### AIM OF THE EXERCISE
Could you copy the entire listing below line for line, with no changes, and leave the pictures out?

## START RECORDS FOR THE EXERCISE

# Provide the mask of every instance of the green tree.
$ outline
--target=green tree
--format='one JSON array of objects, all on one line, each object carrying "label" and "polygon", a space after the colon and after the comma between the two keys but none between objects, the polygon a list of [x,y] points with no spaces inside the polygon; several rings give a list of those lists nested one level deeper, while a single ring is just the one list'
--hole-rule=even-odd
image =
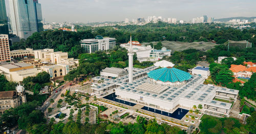
[{"label": "green tree", "polygon": [[5,78],[5,76],[4,74],[0,74],[0,92],[5,91],[5,87],[8,81]]},{"label": "green tree", "polygon": [[202,133],[220,133],[222,123],[218,119],[207,118],[202,120],[199,128]]},{"label": "green tree", "polygon": [[252,113],[246,121],[246,127],[250,132],[256,133],[256,112]]},{"label": "green tree", "polygon": [[41,90],[41,86],[38,83],[36,83],[34,86],[33,88],[33,93],[34,93],[34,95],[37,95],[39,94],[39,93],[40,92],[40,90]]},{"label": "green tree", "polygon": [[[0,80],[1,81],[1,80]],[[15,91],[18,83],[13,82],[8,82],[5,84],[4,89],[5,91]]]}]

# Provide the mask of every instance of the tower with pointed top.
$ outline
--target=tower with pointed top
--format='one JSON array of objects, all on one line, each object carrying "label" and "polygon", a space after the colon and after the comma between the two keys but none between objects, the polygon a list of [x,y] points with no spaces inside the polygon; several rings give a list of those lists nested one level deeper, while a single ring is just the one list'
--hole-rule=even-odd
[{"label": "tower with pointed top", "polygon": [[129,83],[131,83],[133,82],[133,55],[134,55],[133,53],[133,43],[132,42],[132,34],[131,34],[131,39],[130,41],[130,50],[129,53],[128,53],[128,56],[129,57]]}]

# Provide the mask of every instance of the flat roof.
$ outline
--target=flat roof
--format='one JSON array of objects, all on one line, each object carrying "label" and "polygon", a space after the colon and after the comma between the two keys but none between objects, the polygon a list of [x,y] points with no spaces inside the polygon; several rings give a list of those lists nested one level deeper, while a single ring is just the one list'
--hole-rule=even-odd
[{"label": "flat roof", "polygon": [[1,66],[5,68],[7,68],[8,69],[11,69],[20,67],[29,67],[33,65],[25,63],[9,63]]},{"label": "flat roof", "polygon": [[[224,89],[225,89],[225,91],[229,94],[236,94],[238,95],[239,92],[238,90],[236,90],[203,84],[204,78],[199,75],[193,75],[193,78],[191,79],[190,79],[189,82],[179,87],[171,87],[159,84],[146,84],[147,83],[147,82],[150,82],[150,78],[147,76],[140,78],[135,81],[137,83],[136,84],[132,86],[125,85],[124,86],[121,86],[116,89],[116,90],[132,93],[137,95],[139,95],[145,97],[161,100],[170,103],[174,103],[180,99],[183,99],[226,109],[229,109],[231,104],[214,100],[214,98],[216,96],[216,91],[220,91],[223,88],[223,90],[224,90]],[[154,87],[167,86],[167,89],[164,90],[163,92],[157,94],[157,93],[151,92],[150,90],[148,91],[146,90],[142,90],[138,88],[142,85],[148,85],[147,87],[144,86],[144,89],[151,88],[151,87],[153,86],[152,85],[154,85]],[[132,88],[132,87],[137,88],[134,89]],[[157,88],[156,88],[157,89]],[[232,91],[230,91],[230,90]],[[158,91],[161,92],[159,90]],[[214,101],[214,103],[212,101]]]},{"label": "flat roof", "polygon": [[168,88],[168,87],[165,86],[144,83],[139,85],[136,89],[142,91],[159,94],[166,90]]},{"label": "flat roof", "polygon": [[0,92],[0,98],[12,98],[16,95],[16,92],[14,91]]},{"label": "flat roof", "polygon": [[51,66],[42,66],[41,67],[45,68],[51,68],[55,67],[61,67],[60,65],[51,65]]},{"label": "flat roof", "polygon": [[201,67],[201,66],[197,66],[193,69],[195,69],[195,70],[203,70],[203,71],[209,71],[209,68],[207,67]]}]

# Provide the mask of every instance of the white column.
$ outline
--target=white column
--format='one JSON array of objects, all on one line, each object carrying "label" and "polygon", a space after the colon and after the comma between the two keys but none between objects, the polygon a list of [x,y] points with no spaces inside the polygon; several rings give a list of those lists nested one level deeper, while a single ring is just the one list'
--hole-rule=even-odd
[{"label": "white column", "polygon": [[129,70],[128,71],[129,73],[129,83],[131,83],[133,82],[133,53],[128,53],[129,56]]}]

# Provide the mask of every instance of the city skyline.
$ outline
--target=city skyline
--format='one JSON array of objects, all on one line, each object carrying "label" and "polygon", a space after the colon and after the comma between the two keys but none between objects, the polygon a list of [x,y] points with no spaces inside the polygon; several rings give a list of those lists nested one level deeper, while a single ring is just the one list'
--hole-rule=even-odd
[{"label": "city skyline", "polygon": [[[232,2],[232,3],[231,3]],[[215,18],[256,16],[256,2],[230,1],[41,1],[43,17],[49,22],[120,21],[149,16],[186,21],[206,15]],[[248,5],[248,3],[251,4]],[[90,6],[88,6],[90,5]],[[228,5],[228,6],[227,6]],[[138,13],[140,13],[138,14]],[[56,17],[58,16],[58,17]]]}]

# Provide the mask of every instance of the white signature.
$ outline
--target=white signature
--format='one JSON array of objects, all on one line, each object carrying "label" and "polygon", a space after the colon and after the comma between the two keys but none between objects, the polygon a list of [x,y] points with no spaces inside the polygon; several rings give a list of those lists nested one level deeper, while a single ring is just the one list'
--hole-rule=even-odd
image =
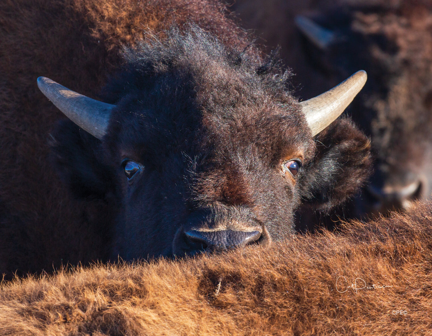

## END RECORDS FOR THE EXERCISE

### ANSWER FOR THIS EXERCISE
# Provide the mask of every instance of the green tree.
$ outline
--target=green tree
--format='one JSON array of objects, all on one line, each object carrying "label" and "polygon", a space after the colon and after the comma between the two keys but none between objects, the polygon a list of [x,y] points with no spaces inside the polygon; several rings give a list of those lists nested one level deeper, while a single ring is just the one list'
--hole-rule=even-odd
image =
[{"label": "green tree", "polygon": [[5,78],[5,76],[4,74],[0,74],[0,92],[5,91],[5,87],[8,81]]},{"label": "green tree", "polygon": [[202,133],[220,133],[222,123],[218,119],[207,118],[202,120],[199,128]]},{"label": "green tree", "polygon": [[252,113],[246,121],[246,127],[250,132],[256,133],[256,112]]},{"label": "green tree", "polygon": [[41,90],[41,86],[38,83],[36,83],[34,86],[33,88],[33,93],[34,93],[34,95],[37,95],[39,94],[39,93],[40,92],[40,90]]},{"label": "green tree", "polygon": [[[0,80],[1,81],[1,80]],[[15,91],[18,83],[13,82],[8,82],[5,84],[4,89],[5,91]]]}]

# Provide the mask of every instance of the tower with pointed top.
$ outline
--target=tower with pointed top
--format='one JSON array of objects, all on one line, each object carrying "label" and "polygon", a space after the colon and after the comma between the two keys but none between objects, the polygon a list of [x,y] points with no spaces inside the polygon; several rings give a list of those lists nested one level deeper, while a single ring is just the one list'
--hole-rule=even-odd
[{"label": "tower with pointed top", "polygon": [[129,83],[131,83],[133,82],[133,55],[134,55],[133,53],[133,43],[132,42],[132,34],[131,34],[131,39],[130,41],[130,50],[129,53],[128,53],[128,56],[129,57]]}]

# Provide the mask of every instance of the flat roof.
$ outline
--target=flat roof
--format='one JSON array of objects, all on one line, each object carrying "label" and "polygon", a space after the colon and after the comma between the two keys but none between objects, the polygon a list of [x,y] points with no spaces inside the polygon; several rings give a list of those lists nested one level deeper, while a single ring is just the one list'
--hole-rule=even-odd
[{"label": "flat roof", "polygon": [[1,66],[5,68],[7,68],[8,69],[11,69],[20,67],[29,67],[33,65],[25,63],[9,63]]},{"label": "flat roof", "polygon": [[[224,89],[225,89],[225,91],[229,94],[236,94],[238,95],[239,92],[238,90],[236,90],[203,84],[204,78],[199,75],[193,75],[193,78],[191,79],[190,79],[189,82],[179,87],[171,87],[159,84],[146,84],[147,83],[147,82],[150,82],[150,78],[147,76],[140,78],[135,81],[137,83],[136,84],[132,86],[125,85],[124,86],[121,86],[116,89],[116,90],[132,93],[137,95],[139,95],[145,97],[161,100],[170,103],[174,103],[180,99],[183,99],[226,109],[229,109],[231,104],[214,100],[214,98],[216,96],[216,91],[220,91],[223,88],[223,90],[224,90]],[[154,87],[167,86],[167,89],[164,90],[163,92],[157,94],[157,93],[151,92],[150,90],[148,91],[146,90],[142,90],[138,88],[142,85],[148,85],[147,87],[144,86],[144,89],[151,88],[151,87],[153,86],[152,85],[154,85]],[[132,88],[132,87],[137,88],[134,89]],[[157,88],[156,88],[157,89]],[[232,91],[230,91],[230,90]],[[158,91],[161,92],[159,90]],[[214,101],[214,103],[212,101]]]},{"label": "flat roof", "polygon": [[168,88],[168,87],[165,86],[144,83],[139,85],[136,89],[142,91],[159,94],[166,90]]},{"label": "flat roof", "polygon": [[0,92],[0,98],[12,98],[16,95],[16,92],[14,91]]},{"label": "flat roof", "polygon": [[51,66],[42,66],[41,67],[45,68],[51,68],[55,67],[61,67],[60,65],[51,65]]},{"label": "flat roof", "polygon": [[201,67],[201,66],[197,66],[193,69],[195,69],[195,70],[203,70],[203,71],[209,71],[209,68],[207,67]]}]

# Provide the mask of every instance of the white column.
$ outline
--target=white column
--format='one JSON array of objects, all on one line, each object carrying "label" and "polygon", a space after the colon and after the comma between the two keys but none between objects, the polygon a list of [x,y] points with no spaces inside the polygon; several rings give a list of those lists nested one level deeper, while a single ring is just the one list'
--hole-rule=even-odd
[{"label": "white column", "polygon": [[129,70],[128,71],[129,73],[129,83],[131,83],[133,82],[133,53],[128,53],[129,56]]}]

# Provide the mask of every instance of the city skyline.
$ outline
--target=city skyline
--format='one JSON array of objects, all on one line, each object carrying "label" and "polygon", a space after the colon and after the comma between the two keys but none between objects, the polygon a list of [x,y] points with no spaces inside the polygon; several rings give a list of those lists nested one level deeper, while a single ring is just the one list'
--hole-rule=even-odd
[{"label": "city skyline", "polygon": [[[232,2],[232,3],[231,3]],[[215,18],[256,16],[256,2],[230,1],[41,1],[43,17],[49,22],[120,21],[149,16],[186,21],[206,15]],[[248,5],[248,3],[251,4]],[[90,6],[88,6],[90,5]],[[228,5],[228,6],[227,6]],[[138,13],[140,13],[138,14]],[[56,17],[58,16],[58,17]]]}]

# Provide the mask of every instance of the white signature.
$ outline
--target=white signature
--format='one JSON array of objects, all on one line, each object carrying "label" and "polygon", a space after the colon and after the comma between the two keys but none between objects, the polygon a list of [x,y] points with no spaces inside the polygon; several rings give a list of those lists nested one level deeper, while a single ring is just the one list'
--hole-rule=even-odd
image =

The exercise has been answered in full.